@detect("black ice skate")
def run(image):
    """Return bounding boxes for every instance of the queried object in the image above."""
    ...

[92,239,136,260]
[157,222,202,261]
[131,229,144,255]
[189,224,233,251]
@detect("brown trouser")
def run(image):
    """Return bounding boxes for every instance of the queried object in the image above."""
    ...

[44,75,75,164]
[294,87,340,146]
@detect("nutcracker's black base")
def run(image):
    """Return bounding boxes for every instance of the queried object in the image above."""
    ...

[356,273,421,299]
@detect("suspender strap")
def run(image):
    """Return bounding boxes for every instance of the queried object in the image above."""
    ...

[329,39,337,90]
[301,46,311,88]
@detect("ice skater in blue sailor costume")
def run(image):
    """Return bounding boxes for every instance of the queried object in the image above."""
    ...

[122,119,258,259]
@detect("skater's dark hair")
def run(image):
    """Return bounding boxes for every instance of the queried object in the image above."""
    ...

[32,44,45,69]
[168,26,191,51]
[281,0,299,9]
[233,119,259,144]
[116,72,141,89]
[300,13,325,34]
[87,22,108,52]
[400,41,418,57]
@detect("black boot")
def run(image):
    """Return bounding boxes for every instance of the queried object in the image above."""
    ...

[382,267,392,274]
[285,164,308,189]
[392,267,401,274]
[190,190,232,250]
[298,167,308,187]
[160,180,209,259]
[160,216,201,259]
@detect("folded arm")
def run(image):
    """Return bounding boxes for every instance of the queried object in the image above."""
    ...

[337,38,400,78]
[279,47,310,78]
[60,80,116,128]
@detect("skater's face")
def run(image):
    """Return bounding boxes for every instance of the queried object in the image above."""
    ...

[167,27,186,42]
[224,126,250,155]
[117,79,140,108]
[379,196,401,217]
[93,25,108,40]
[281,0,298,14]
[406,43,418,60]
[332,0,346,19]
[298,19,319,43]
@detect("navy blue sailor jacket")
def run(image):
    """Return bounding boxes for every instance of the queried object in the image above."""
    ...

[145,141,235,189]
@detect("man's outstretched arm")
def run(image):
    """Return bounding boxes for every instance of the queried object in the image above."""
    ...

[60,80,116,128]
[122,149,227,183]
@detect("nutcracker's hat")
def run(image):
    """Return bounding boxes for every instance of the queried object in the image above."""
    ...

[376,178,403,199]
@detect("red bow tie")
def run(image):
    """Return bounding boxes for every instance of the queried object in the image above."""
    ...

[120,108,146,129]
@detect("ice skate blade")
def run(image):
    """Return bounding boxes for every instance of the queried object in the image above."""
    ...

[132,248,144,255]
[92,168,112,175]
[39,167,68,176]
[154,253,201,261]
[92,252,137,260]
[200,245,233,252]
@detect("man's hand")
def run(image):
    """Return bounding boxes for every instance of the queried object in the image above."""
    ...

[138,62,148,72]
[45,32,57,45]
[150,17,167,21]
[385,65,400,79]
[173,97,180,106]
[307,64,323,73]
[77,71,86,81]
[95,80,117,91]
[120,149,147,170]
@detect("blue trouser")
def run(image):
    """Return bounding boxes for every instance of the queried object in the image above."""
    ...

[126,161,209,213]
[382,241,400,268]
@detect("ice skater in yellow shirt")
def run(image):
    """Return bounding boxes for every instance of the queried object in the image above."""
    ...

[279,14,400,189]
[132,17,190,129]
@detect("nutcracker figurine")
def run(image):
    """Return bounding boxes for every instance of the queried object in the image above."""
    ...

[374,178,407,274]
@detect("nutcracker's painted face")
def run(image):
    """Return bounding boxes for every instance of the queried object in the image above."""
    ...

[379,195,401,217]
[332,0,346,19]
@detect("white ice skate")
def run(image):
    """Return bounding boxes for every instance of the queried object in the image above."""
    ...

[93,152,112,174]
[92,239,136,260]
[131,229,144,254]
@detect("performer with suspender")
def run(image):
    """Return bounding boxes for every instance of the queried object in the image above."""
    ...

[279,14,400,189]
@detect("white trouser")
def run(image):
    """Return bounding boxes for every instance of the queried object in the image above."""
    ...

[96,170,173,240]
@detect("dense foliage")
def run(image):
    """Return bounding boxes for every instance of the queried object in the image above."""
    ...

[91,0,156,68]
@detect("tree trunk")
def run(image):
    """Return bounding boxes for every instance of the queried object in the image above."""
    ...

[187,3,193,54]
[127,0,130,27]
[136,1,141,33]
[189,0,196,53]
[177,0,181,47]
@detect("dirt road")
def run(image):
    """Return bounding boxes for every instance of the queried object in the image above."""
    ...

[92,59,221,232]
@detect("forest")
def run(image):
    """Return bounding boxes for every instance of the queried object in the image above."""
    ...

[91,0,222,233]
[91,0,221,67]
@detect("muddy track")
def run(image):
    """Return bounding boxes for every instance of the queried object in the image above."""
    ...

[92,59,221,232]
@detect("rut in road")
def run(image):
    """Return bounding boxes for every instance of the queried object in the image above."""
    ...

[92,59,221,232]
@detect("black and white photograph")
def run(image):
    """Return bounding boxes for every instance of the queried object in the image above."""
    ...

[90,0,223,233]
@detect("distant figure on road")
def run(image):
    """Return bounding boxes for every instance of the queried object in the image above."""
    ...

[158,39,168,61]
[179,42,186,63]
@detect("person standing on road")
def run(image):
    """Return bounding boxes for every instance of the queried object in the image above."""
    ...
----
YOUR GOAL: Starting at the line that contains "skater in yellow" and ending at the line that contains "[374,178,407,274]", write out every line of the records again unchanged, except offset each bounding-box coordinate in the answers by -70.

RESULT:
@detect("ice skater in yellow shirt")
def run(image):
    """Return bounding boxes for every instance of the queried object in the image above."""
    ...

[209,-56,330,119]
[62,-53,120,59]
@detect("nutcracker figurine")
def run(image):
    """Return bounding boxes for every instance of the queried object in the image above."""
    ...

[304,108,337,204]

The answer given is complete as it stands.